Give this data as a two-column CSV with the columns "request" and "answer", one row per request, putting each request's text and its answer in one quoted field apiece and turning line breaks into spaces. Leave the pictures out of the result.

■ **Dataset excerpts**
#####

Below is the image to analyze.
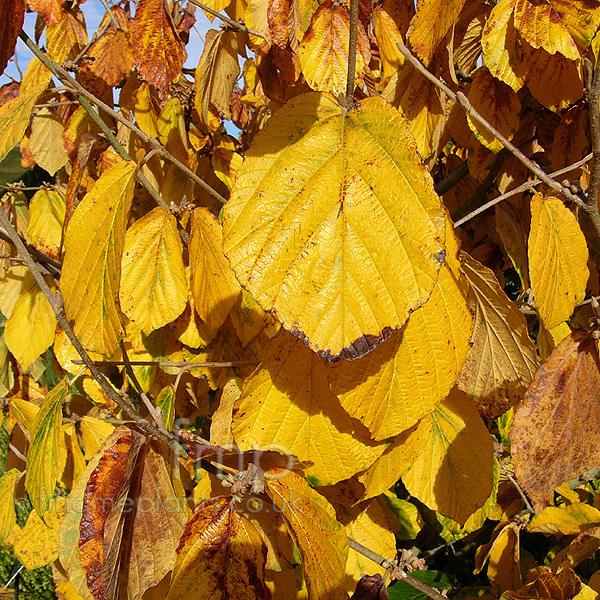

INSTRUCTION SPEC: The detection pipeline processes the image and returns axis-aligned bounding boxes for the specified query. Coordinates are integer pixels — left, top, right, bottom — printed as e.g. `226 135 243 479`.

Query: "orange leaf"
300 0 370 97
133 0 186 96
25 0 63 25
167 496 271 600
0 0 25 73
408 0 465 66
511 331 600 512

#####

■ **Right answer**
request,answer
"Below is the image to analyze. INSTRUCTION SPEC: The detection pipeline processes the image and returns axis-aligned bounding boxes for the specified query. Coordinates are integer pixels — left, top, right, bottom — printed as e.g. `226 135 243 479`. Query: ""orange leaf""","300 0 370 97 133 0 186 96 25 0 63 25 167 496 271 600 0 0 25 73 408 0 465 66 511 331 600 512"